Fin qui tutto bene, dunque, ma il contesto generale, per ora, resta sostanzialmente immutato. Gli USA si sono impegnati a non aggiungere ulteriori dazi; la Cina, dal canto suo, può continuare a garantire cospicui aiuti di Stato alle sue imprese in barba allo status di “economia di mercato” che le è ufficialmente riconosciuto dall’inizio del secolo. Il resto sono dichiarazioni più o meno generiche e non stupisce, in fondo, che qualche osservatore parli apertamente di vittoria cinese. Ma se così è – ed è possibile che lo sia – si tratta comunque di un successo relativo. Perché i problemi di Pechino, al momento, non sembrano affatto risolti.

La crescita in Cina? La più debole degli ultimi 29 anni

Il vero grande impaccio – e non certo da oggi – è che la Cina cresce sempre di meno. Il che, si sa, è un grosso problema per l’economia globale nel suo insieme. Nel corso del 2019, ha riferito venerdì l’agenzia statistica nazionale di Pechino, l’economia cinese è cresciuta del 6,1%, il ritmo più basso da 29 anni a questa parte. Certo, sul risultato pesano anche i dazi americani. Ed è proprio per questo che il debole accordo di mercoledì non può risolvere, di fatto, alcun problema. La verità è che allo stato attuale lo scenario del gioco al massacro resta decisamente peggiore rispetto a quello del 2016, quando Trump entrò alla Casa Bianca lanciandosi nella sua agognata crociata protezionista. Un’ossessione che trova da sempre scarso sostegno tra gli economisti ma che pure resta un tratto distintivo dell’attuale amministrazione.

I dazi in vigore da entrambi le parti, nota il Financial Times, si collocano oggi attorno a quota 20%. Quattro anni fa i livelli delle tariffe commerciali viaggiavano rispettivamente al 3% (sulle importazioni cinesi in America) e all’8% (sull’export USA in Cina).

Svolgere quanto segue:
1. Secondo il brano, di quanto è cresciuta l'economia cinese nel corso del 2019?
2. Elenchi tutte le percentuali riportate nel brano.
3. Indichi se le seguenti affermazioni concordano con il brano:
(a) Trump entrò alla Casa Bianca nel 2016.
(b) Gli USA si sono impegnati ad aggiungere nuovi dazi.
(c) La crociata protezionista trova ampio sostegno tra gli economisti.

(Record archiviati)
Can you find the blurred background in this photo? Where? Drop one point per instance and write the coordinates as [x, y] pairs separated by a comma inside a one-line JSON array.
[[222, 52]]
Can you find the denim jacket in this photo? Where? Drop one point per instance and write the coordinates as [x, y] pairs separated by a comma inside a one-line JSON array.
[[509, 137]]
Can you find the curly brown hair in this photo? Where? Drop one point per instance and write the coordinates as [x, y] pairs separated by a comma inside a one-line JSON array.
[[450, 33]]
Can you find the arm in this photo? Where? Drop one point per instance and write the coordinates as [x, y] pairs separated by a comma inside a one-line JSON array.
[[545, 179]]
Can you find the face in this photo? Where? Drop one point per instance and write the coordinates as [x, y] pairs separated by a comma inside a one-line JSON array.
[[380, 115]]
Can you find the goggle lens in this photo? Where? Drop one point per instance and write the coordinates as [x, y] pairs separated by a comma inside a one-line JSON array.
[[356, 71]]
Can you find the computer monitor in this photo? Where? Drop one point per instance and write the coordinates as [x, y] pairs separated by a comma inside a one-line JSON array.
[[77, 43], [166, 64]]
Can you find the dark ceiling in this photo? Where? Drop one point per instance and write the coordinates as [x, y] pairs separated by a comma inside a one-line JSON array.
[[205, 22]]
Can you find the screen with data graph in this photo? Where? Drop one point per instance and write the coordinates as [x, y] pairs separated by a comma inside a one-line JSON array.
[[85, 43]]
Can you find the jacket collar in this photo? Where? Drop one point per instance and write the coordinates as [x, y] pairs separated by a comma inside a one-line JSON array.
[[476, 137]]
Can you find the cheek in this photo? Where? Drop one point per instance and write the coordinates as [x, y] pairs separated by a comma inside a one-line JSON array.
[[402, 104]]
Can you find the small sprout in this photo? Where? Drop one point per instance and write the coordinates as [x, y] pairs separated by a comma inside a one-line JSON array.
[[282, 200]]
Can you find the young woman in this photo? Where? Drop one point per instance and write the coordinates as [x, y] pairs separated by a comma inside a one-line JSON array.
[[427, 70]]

Soluzioni:
1. Del 6,1%, il ritmo più basso da 29 anni a questa parte.

2.
6,1%
20%
3%
8%

3.
(a) Sì: "quello del 2016, quando Trump entrò alla Casa Bianca"
(b) No: "Gli USA si sono impegnati a non aggiungere ulteriori dazi"
(c) No: "Un’ossessione che trova da sempre scarso sostegno tra gli economisti"